=== SUPPLIED MATERIAL ===
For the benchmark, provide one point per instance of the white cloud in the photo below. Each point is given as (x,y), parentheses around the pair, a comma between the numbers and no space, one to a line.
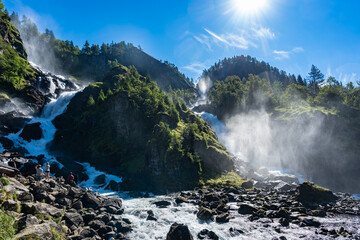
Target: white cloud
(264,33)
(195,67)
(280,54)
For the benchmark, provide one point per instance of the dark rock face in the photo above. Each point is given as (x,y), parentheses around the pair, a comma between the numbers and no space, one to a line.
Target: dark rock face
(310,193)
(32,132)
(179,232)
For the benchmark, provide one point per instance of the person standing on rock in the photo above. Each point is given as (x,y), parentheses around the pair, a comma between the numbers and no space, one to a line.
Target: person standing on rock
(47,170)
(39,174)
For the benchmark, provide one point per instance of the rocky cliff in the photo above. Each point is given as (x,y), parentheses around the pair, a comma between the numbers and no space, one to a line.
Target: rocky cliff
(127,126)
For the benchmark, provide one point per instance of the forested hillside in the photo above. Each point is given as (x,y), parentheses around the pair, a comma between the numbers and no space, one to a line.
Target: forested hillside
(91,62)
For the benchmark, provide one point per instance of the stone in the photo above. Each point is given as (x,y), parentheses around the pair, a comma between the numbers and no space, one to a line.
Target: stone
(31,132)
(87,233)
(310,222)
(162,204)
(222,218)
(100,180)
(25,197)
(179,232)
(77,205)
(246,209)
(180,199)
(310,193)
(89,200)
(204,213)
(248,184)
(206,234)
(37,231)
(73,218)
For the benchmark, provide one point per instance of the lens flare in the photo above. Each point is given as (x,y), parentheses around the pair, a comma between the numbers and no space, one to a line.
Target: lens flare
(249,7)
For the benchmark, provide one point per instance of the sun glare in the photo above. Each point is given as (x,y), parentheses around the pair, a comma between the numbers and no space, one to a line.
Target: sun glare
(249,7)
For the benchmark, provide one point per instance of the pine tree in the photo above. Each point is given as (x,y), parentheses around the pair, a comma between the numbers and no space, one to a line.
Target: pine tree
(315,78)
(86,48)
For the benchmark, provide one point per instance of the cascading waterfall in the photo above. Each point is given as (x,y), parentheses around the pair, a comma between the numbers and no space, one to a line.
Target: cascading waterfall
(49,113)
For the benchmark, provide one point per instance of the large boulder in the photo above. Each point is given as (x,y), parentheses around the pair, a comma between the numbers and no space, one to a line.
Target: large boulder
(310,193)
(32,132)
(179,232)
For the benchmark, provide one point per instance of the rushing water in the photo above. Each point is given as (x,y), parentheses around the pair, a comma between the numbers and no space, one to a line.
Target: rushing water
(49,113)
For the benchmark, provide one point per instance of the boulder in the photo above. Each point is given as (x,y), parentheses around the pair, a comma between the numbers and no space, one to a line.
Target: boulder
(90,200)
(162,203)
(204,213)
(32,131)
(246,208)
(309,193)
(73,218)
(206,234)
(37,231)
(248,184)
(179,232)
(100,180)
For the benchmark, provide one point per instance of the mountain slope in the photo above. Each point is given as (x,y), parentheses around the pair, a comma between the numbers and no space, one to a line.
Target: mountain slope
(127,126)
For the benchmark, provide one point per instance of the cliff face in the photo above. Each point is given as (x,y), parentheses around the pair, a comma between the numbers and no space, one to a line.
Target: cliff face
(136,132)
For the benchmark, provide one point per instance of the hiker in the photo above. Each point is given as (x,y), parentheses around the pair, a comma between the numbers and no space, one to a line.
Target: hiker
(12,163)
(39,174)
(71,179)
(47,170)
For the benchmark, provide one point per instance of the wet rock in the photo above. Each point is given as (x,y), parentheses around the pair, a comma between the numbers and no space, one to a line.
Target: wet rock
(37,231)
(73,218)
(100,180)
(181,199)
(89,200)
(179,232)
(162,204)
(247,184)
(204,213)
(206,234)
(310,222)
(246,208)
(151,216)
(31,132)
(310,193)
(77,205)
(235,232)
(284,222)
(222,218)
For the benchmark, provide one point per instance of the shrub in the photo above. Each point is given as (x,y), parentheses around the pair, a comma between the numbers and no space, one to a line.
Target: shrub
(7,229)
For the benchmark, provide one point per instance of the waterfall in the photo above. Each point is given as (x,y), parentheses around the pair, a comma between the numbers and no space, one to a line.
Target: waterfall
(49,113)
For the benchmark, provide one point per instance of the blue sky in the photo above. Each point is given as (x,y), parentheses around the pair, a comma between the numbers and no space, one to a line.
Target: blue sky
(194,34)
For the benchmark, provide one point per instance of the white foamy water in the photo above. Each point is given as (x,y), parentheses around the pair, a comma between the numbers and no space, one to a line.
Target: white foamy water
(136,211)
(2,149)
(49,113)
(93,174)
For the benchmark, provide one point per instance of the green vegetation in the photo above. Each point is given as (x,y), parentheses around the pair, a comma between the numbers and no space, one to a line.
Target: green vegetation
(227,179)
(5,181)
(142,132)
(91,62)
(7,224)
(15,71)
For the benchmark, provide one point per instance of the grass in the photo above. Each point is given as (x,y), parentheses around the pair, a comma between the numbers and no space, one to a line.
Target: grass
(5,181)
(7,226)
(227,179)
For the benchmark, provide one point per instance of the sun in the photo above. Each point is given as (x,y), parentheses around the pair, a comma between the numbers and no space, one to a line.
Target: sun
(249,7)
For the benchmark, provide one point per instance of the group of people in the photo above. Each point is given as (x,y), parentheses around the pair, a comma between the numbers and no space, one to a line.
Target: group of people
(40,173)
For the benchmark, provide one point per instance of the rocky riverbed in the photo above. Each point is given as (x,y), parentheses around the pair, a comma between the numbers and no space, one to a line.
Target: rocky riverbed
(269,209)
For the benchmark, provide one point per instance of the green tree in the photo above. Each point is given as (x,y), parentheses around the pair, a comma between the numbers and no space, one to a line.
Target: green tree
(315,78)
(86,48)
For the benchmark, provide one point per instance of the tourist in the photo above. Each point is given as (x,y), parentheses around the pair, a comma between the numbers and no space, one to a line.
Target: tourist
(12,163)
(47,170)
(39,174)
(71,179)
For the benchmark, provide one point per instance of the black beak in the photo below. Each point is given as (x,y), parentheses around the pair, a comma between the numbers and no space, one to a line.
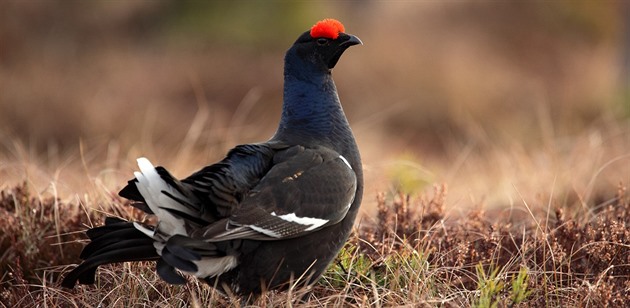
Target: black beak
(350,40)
===
=== SUPPLIED MATERIAL ===
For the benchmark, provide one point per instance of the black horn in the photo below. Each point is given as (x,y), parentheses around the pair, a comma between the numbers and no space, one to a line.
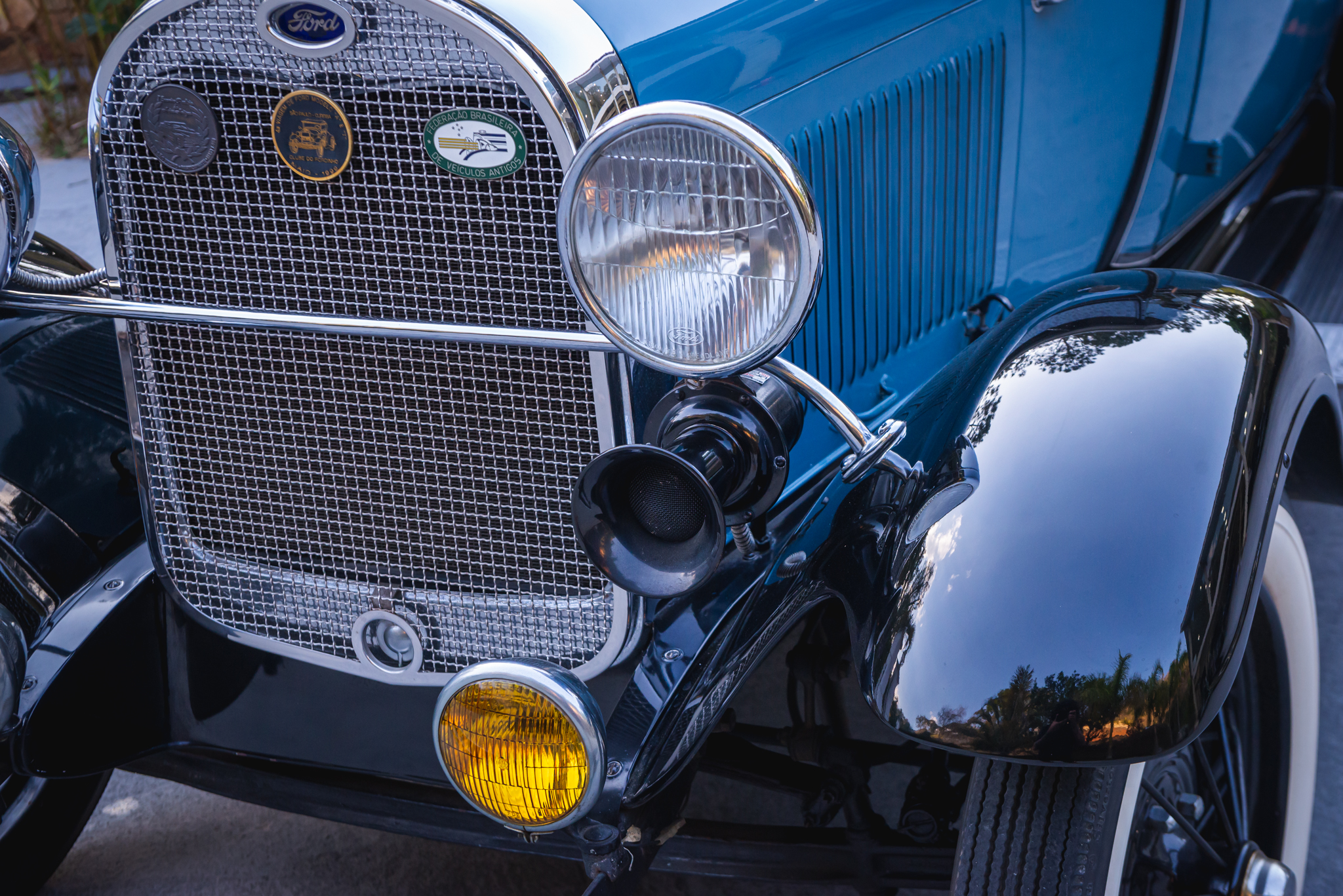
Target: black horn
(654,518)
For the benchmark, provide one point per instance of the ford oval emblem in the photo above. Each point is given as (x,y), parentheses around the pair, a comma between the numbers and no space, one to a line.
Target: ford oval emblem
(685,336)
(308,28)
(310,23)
===
=== SUPPLIED MATERIAL ===
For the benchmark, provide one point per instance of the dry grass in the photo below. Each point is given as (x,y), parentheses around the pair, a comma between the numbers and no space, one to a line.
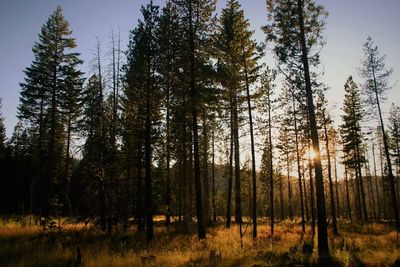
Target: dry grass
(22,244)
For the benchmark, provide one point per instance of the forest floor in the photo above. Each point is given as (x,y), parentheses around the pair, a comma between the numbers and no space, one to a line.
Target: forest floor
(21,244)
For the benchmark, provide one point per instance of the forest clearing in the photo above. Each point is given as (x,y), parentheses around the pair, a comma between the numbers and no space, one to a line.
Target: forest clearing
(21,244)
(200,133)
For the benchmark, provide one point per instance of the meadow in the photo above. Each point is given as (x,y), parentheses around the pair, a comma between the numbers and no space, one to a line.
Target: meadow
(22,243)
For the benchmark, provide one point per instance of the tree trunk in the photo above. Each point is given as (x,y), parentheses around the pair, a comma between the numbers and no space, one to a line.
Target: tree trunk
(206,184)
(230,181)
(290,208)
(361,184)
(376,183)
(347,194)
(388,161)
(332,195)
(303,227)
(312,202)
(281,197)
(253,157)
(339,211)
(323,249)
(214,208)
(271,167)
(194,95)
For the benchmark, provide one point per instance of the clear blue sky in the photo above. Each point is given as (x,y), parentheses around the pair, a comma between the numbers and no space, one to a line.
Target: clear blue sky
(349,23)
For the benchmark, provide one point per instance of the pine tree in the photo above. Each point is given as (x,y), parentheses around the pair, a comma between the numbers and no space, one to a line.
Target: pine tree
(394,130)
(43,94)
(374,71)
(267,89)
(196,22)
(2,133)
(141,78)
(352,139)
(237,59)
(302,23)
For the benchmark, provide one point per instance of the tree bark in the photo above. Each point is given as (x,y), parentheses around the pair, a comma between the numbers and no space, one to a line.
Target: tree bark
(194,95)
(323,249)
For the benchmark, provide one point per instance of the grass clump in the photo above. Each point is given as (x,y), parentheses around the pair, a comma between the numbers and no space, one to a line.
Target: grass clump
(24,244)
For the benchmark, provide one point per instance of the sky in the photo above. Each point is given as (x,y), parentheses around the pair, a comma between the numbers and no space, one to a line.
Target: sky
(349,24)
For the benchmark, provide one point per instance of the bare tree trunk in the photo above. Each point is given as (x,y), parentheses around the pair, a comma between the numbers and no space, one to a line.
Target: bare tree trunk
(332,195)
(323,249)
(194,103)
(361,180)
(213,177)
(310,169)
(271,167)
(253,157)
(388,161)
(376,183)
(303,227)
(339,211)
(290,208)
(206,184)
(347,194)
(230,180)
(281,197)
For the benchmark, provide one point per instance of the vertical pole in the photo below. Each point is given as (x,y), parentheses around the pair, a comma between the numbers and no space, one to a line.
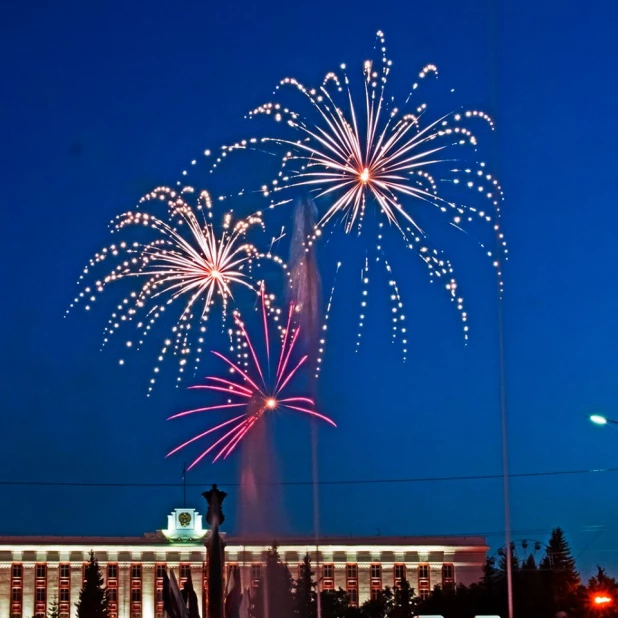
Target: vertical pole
===
### WRITTEN EXERCISE:
Show every line of the items above that contains the word "below". Treat uppercase and lowercase as different.

### COMPLETED TASK:
For the benchmark, provide one point per instance of the white cloud in the photo below. Each point is given as (x,y), parentheses around the pair, a comma between the numbers and no space, one to a line.
For the benchmark, provide one point per instance of the black beak in the photo below. Each point is given as (x,y), parentheses around the pair, a comma between the numbers and no space, one to a line.
For the benchmark, provide one point per instance of the black horn in the photo below. Each point is given as (x,y), parentheses around the pair, a comma between the numbers and no space, one to a line.
For the benchmark, provide one point per instance of the dry grass in the photo below. Each point is given as (x,y), parentheses around the pair, a comma between the numbers and no space, one to a line.
For the benchmark, provide one point per instance of the vertical pole in the photo below. Each point is given as (x,y), parentheses around the pair, a comma between the numbers and no space, one to a line.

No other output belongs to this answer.